[Start of section]

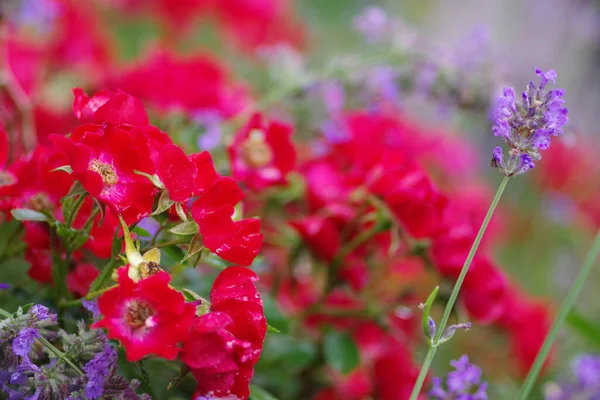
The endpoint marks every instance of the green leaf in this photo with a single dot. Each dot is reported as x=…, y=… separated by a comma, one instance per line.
x=164, y=203
x=190, y=295
x=26, y=214
x=341, y=351
x=153, y=178
x=184, y=370
x=174, y=252
x=583, y=326
x=427, y=311
x=116, y=244
x=185, y=228
x=75, y=190
x=258, y=393
x=196, y=245
x=144, y=374
x=65, y=168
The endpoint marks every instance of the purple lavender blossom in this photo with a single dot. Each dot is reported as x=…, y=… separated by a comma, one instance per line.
x=38, y=14
x=334, y=96
x=42, y=313
x=211, y=121
x=97, y=371
x=372, y=23
x=92, y=306
x=463, y=383
x=585, y=386
x=528, y=124
x=22, y=343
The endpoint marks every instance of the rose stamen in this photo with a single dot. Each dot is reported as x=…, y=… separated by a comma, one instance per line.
x=106, y=171
x=256, y=152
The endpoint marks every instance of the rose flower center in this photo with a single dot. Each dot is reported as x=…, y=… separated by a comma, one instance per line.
x=106, y=171
x=256, y=151
x=139, y=314
x=149, y=268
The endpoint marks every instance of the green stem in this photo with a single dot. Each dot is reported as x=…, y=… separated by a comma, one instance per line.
x=89, y=296
x=105, y=275
x=90, y=220
x=565, y=307
x=454, y=295
x=76, y=207
x=165, y=244
x=50, y=347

[End of section]

_What is expected_
Copy all entries exactly; skip pictures.

_Exercise solution_
The endpoint marks every instance of the green leaf in this photo with a single dot. Each dot is reported as x=…, y=… separated by a comma, one instance per line.
x=164, y=203
x=190, y=295
x=26, y=214
x=341, y=351
x=153, y=178
x=184, y=370
x=174, y=252
x=583, y=326
x=427, y=311
x=116, y=244
x=185, y=228
x=75, y=190
x=258, y=393
x=196, y=245
x=144, y=374
x=65, y=168
The endpoint marks every instance of the purple lavender blossom in this photo with a single dot. Each dot is reported as x=…, y=… separated by a comma, one instance per line.
x=38, y=14
x=334, y=96
x=42, y=313
x=211, y=121
x=97, y=371
x=372, y=23
x=92, y=306
x=463, y=383
x=585, y=386
x=528, y=124
x=22, y=343
The endpoint marks every instance of the rose stamen in this photo with a single dot. Each dot is reported as x=…, y=… separated by a comma, one instance per line.
x=106, y=171
x=256, y=152
The endpoint marks every instance of the rose flower center in this photo with a single dot. Each dot is reported as x=…, y=… separated by a comma, one instance per line.
x=106, y=171
x=256, y=151
x=139, y=314
x=149, y=268
The endpoint marks every instance of the green stem in this photo with a single dot. Each dot is reported as x=…, y=… separated by a comma, one instance per line.
x=89, y=296
x=105, y=275
x=90, y=220
x=565, y=307
x=454, y=295
x=76, y=207
x=165, y=244
x=50, y=347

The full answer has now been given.